**GIVEN DATA**
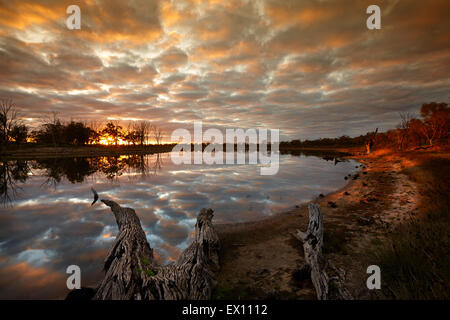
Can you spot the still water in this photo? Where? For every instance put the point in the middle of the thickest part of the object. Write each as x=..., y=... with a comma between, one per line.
x=47, y=222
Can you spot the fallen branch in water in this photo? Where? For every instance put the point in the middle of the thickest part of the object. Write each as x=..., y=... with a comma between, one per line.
x=327, y=287
x=131, y=271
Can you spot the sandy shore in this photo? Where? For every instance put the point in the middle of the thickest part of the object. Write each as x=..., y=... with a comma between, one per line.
x=259, y=259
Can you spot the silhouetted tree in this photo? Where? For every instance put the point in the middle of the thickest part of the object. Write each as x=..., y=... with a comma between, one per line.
x=9, y=118
x=114, y=130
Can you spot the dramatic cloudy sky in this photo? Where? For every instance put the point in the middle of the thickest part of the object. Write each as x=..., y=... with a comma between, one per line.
x=309, y=68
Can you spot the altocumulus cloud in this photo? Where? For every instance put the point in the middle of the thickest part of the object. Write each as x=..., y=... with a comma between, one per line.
x=310, y=68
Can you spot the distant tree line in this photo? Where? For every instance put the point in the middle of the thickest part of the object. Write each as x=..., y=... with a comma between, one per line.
x=56, y=132
x=431, y=128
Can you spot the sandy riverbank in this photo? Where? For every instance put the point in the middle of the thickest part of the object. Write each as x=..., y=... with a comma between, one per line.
x=259, y=260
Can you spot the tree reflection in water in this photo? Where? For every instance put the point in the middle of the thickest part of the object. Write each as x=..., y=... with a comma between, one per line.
x=11, y=174
x=74, y=169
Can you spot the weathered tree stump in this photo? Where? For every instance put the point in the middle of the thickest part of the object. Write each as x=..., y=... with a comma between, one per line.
x=131, y=272
x=327, y=280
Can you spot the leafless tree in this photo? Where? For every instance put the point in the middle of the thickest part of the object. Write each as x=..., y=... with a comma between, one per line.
x=158, y=134
x=9, y=118
x=143, y=129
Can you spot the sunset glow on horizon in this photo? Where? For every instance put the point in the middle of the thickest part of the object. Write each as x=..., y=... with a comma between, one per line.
x=247, y=64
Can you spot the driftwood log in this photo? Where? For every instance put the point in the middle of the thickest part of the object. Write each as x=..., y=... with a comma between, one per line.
x=327, y=280
x=131, y=272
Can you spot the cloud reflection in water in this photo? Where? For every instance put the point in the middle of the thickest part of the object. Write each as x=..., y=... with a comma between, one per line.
x=48, y=223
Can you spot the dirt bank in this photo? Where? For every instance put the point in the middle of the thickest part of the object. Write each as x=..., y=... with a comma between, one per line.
x=260, y=260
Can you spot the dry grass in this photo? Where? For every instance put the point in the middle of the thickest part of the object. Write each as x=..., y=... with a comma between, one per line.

**PROBLEM**
Can you give the entries above, from the start through the line containing "x=259, y=259", as a two-column CSV with the headers request and points, one row for each entry? Put its text and its answer each in one quoted field with line breaks turned into spaces, and leave out the pictures.

**THE ANSWER**
request,points
"Can you spot the still water in this photo? Where? For every instance put the point in the middle of the thickest part of the object. Write each as x=..., y=... with a comma between, one per line.","x=47, y=222"
"Can you spot the fallen branch in water in this photo? Where? For every instance put the point in the middle of the thickest part of the object. Write each as x=..., y=... with a comma between, one per line.","x=327, y=287 x=131, y=271"
"Can you spot the sandy shore in this photo? Where? For every instance put the point in the middle of the thickest part of the object. Write each as x=..., y=... with a comma between, one per line.","x=259, y=259"